The Maryland Agriculture Department tweeted a statement on Monday reassuring residents that it was “highly unlikely” that the insect, also known as the Asian giant hornet, was in Maryland, after receiving several phone calls.

“We’re getting calls mostly from concerned citizens who think they’ve seen one or want to know if it’s here,” says the department’s communications director Jason Schellhardt. “The short answer is it’s very highly unlikely it’s here. We have no reports of it.”

The so-called murder hornets were first spotted in Washington state last December, and could now potentially pose threats to bee hives, likely after emerging from a winter’s hibernation, according to the New York Times. The world’s largest hornet, with queens up to two inches long, the killer bugs can wipe out entire hives of honey bees in a matter of hours, and their curved stingers can inflict venom that is potentially lethal to humans, even through a beekeeper suit. Originating in Japan, the hornets are responsible for 50 deaths annually there, per the Times.

With local residents already on edge, news of the murder hornet felt like the universe kicking us all while we’re down. But according to a local bee expert, the region need not worry about this new supposed threat. Toni Burnham, the president of the D.C. Bee Keepers Alliance, says that, actually, “everyone should chill the hell out.”

A big reason for people’s alarm about the insect is its nickname, she says, which is misleading. “There is no more a murder hornet than there is a killer bee. They’re both stupid names,” says Burnham. That fear has consequences—in the past few days, she has seen photos across the country showing some people killing other bees, even bumblebees, over the murder hornet paranoia.

The hornet is not new to entomologists. Like most insects, when unprovoked, they’re not a threat to humans, Burnham says. “These things have been around, and there are techniques for controlling them,” says Burnham. (Some honeybees have developed a particularly novel way of fighting the hornets—they literally cook them.)

Burnham says that the murder hornets are no scarier looking than other large insects that buzz around the region, like the European hornet (which she calls flying school buses for their bright yellow torsos) or her favorite bug, cicada killers. She urges that residents shouldn’t go out of their way to kill these creatures out of fear of a potential murder hornet invasion.

This is not the first time that headlines have prompted a flurry of concerned callers to flood local government agencies phone lines.

When President Donald Trump suggested at a White House coronavirus briefing that potentially injecting ingesting toxic cleaners like bleach could cleanse coronavirus inside of the body, Maryland’s Emergency Management Agency received over 100 calls in the course of one morning about the dangerous idea. The agency had to tweet out a clarifying statement, that, under no circumstances, should someone put a disinfectant into their bodies.

While the murder hornet concerns may be less irrational than calls over putting toxic chemicals into a human body, Burnham says bee experts and entomologists in Washington are on the case, and that there’s no reason for those in the region to worry.

“Let [Washington state] handle it, and everyone calm down,” Burnham says. “Have a beer.”

| Assignment A |
Write out the part of the hornet article from "This is not" to "region to worry." word for word.
| Assignment B |
List every person the hornet article names.

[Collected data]
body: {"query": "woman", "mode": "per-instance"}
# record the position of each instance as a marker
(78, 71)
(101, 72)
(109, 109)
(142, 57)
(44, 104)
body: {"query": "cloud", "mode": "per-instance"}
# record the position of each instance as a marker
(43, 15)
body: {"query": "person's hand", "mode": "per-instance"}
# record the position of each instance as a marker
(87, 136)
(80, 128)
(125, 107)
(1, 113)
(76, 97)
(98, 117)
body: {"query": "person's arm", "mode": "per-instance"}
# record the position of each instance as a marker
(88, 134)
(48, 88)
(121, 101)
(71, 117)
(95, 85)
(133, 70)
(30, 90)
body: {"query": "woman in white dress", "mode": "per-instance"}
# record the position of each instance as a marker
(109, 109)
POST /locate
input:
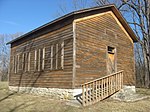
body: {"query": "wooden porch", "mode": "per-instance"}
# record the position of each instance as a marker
(101, 88)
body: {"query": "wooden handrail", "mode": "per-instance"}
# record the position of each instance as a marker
(98, 89)
(102, 77)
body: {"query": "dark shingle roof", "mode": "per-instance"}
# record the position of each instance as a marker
(72, 14)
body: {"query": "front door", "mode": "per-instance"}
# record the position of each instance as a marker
(111, 60)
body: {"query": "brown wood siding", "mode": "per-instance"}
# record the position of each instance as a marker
(93, 35)
(61, 78)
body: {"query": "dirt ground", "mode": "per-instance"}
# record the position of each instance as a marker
(17, 102)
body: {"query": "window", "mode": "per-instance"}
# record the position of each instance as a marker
(26, 61)
(14, 64)
(39, 59)
(57, 56)
(111, 50)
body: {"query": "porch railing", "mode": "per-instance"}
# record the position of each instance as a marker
(101, 88)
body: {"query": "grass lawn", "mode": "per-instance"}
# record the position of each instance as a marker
(18, 102)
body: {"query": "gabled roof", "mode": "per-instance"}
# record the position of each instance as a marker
(77, 14)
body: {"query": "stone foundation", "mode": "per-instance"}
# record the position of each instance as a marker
(55, 93)
(125, 94)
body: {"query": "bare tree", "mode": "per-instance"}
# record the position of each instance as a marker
(139, 19)
(5, 54)
(137, 14)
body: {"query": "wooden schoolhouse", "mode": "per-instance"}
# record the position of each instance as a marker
(74, 49)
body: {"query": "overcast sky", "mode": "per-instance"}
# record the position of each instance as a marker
(26, 15)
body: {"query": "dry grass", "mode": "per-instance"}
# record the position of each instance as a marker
(30, 103)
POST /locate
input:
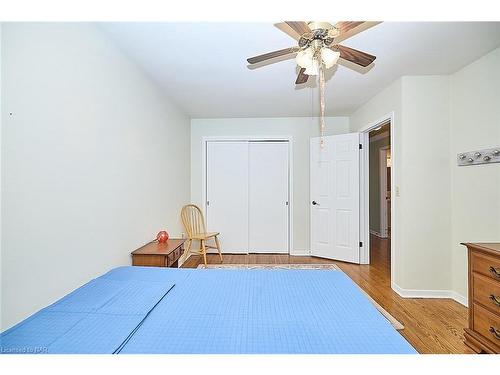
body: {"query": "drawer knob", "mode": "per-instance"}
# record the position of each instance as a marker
(495, 332)
(495, 299)
(495, 271)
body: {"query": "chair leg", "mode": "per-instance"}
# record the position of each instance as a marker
(204, 251)
(217, 243)
(188, 247)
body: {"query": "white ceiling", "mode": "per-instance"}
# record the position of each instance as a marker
(202, 66)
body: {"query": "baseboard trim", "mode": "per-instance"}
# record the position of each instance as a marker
(377, 234)
(420, 293)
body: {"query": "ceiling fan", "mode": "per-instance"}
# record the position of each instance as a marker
(318, 46)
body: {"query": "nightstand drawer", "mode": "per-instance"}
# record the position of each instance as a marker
(486, 265)
(487, 292)
(487, 324)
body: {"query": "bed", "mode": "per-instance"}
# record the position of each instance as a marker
(166, 310)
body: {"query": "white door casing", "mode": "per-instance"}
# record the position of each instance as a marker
(334, 193)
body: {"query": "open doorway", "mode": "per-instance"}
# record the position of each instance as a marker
(380, 194)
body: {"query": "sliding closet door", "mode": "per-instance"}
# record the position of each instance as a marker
(268, 197)
(227, 194)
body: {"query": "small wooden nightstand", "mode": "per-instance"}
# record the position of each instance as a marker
(156, 254)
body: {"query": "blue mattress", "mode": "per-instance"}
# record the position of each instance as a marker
(166, 310)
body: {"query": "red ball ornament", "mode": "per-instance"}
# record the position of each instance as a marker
(162, 236)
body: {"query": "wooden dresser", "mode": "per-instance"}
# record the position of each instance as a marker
(156, 254)
(483, 333)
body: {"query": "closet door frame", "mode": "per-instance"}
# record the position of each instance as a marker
(286, 138)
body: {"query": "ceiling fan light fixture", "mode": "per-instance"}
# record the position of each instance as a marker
(313, 69)
(304, 58)
(329, 57)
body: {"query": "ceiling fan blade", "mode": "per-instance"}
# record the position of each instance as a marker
(300, 27)
(272, 55)
(353, 55)
(283, 26)
(302, 77)
(351, 28)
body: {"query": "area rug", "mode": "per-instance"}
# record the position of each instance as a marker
(333, 267)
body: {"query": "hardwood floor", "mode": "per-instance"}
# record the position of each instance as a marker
(431, 325)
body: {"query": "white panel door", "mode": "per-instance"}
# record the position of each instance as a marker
(334, 190)
(227, 194)
(268, 197)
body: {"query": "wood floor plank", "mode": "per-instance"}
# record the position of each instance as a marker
(431, 325)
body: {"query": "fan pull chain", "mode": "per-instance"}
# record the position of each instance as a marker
(322, 104)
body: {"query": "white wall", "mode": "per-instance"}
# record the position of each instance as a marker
(301, 129)
(95, 160)
(441, 204)
(475, 193)
(1, 25)
(425, 203)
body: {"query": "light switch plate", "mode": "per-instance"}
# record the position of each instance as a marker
(485, 156)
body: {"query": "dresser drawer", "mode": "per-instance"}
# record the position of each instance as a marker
(485, 265)
(487, 292)
(487, 324)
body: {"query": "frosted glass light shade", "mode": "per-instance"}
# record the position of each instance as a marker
(304, 58)
(329, 57)
(313, 69)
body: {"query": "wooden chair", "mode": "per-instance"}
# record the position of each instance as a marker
(194, 223)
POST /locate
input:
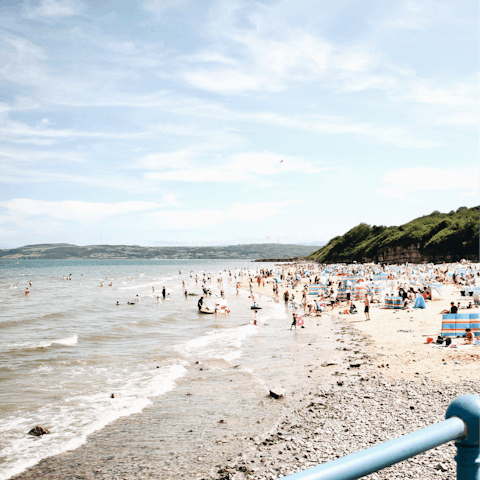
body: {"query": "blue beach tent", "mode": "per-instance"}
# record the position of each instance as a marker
(419, 302)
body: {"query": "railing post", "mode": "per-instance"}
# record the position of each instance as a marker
(467, 407)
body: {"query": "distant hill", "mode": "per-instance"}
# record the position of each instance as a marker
(68, 251)
(438, 237)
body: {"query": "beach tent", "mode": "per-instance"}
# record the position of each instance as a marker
(454, 325)
(419, 302)
(360, 291)
(434, 295)
(393, 302)
(342, 295)
(315, 289)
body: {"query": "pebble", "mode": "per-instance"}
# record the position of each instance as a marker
(336, 422)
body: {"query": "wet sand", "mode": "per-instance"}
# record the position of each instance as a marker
(303, 434)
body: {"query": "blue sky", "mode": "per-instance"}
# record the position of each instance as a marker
(159, 122)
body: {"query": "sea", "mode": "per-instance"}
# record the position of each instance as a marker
(73, 361)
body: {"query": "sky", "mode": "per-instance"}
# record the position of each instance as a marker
(183, 122)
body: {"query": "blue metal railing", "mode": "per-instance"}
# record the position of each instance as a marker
(462, 425)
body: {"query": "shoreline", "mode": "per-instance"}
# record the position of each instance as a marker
(352, 395)
(129, 446)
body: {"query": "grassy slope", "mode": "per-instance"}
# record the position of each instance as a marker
(439, 236)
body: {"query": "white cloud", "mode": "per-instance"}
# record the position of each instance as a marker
(55, 9)
(85, 212)
(236, 168)
(242, 212)
(404, 181)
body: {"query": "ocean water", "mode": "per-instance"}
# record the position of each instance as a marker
(66, 347)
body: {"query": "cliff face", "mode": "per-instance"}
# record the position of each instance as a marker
(413, 254)
(437, 238)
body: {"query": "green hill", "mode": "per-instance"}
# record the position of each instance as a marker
(437, 237)
(68, 251)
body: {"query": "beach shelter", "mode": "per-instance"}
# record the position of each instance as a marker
(342, 295)
(316, 289)
(454, 325)
(360, 291)
(434, 295)
(419, 302)
(393, 302)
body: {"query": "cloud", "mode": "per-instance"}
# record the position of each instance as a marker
(55, 9)
(404, 181)
(85, 212)
(235, 168)
(242, 212)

| Solution A |
This is not the first time that headlines have prompted a flurry of concerned callers to flood local government agencies phone lines.

When President Donald Trump suggested at a White House coronavirus briefing that potentially injecting ingesting toxic cleaners like bleach could cleanse coronavirus inside of the body, Maryland’s Emergency Management Agency received over 100 calls in the course of one morning about the dangerous idea. The agency had to tweet out a clarifying statement, that, under no circumstances, should someone put a disinfectant into their bodies.

While the murder hornet concerns may be less irrational than calls over putting toxic chemicals into a human body, Burnham says bee experts and entomologists in Washington are on the case, and that there’s no reason for those in the region to worry.

| Solution B |
Jason Schellhardt
Toni Burnham
Donald Trump